| Source document |
╔══

Ohio Election Sec. Violates Federal Law

For the second time in a few days, a court has ruled against the top election official in a key swing state forecasted to play a crucial role in the upcoming presidential election.

Ohio Secretary of State Jennifer Brunner received her second court defeat of the month, when a federal judge in Columbus ruled that she is breaking federal law by not giving county election boards the opportunity to screen new voter registrations for fraud.

Brunner’s office has been verifying the registrations but not making the names available to the state’s 88 county election boards, a violation of the 2002 Help America Vote Act, which specifically requires states to provide counties with the names of new voters whose records did not match the state Motor Vehicle Bureau or the federal Social Security Administration.

The judge (George Smith) gave the secretary of state a week to comply, pointing out that “it is hard to imagine a public interest more compelling than safeguarding the legitimacy of the election of the president of the United States.”

Last week the secretary of state got spanked by Ohio’s Supreme Court, which unanimously ordered her to stop rejecting applications for absentee ballots because of an unmarked box. Brunner had ordered county election officials to reject thousands of absentee ballot applications, sent to voters by the John McCain campaign, if a box was not checked off at the top.

Each application had a line at the top next to a box that read: “I am a qualified elector.” Brunner claimed that failure to check the box left both the applicant and the board of elections without verification that the applicant was indeed a qualified elector.

╚══

| Data excerpt |
╔══

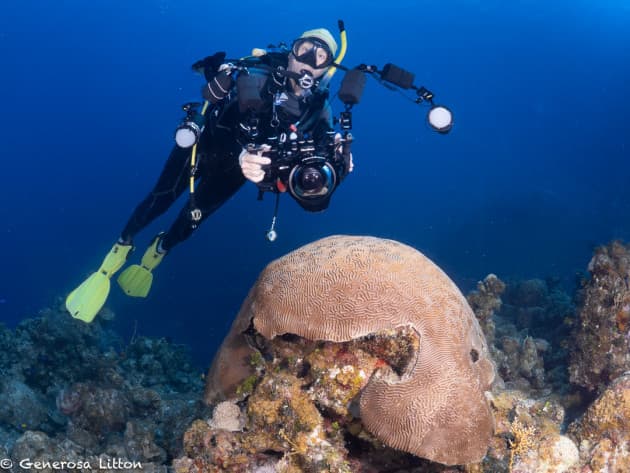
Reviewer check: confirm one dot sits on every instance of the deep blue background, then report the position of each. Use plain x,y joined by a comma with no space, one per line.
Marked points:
534,174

╚══

| What to work on |
a: In the article about Ohio's election official, which federal law did the judge rule Jennifer Brunner is breaking?
b: List every person named in the article about Ohio's election official.
The data has no connection to the article about Ohio's election official.

| Results in order |
a: The 2002 Help America Vote Act.

b: Jennifer Brunner, George Smith, John McCain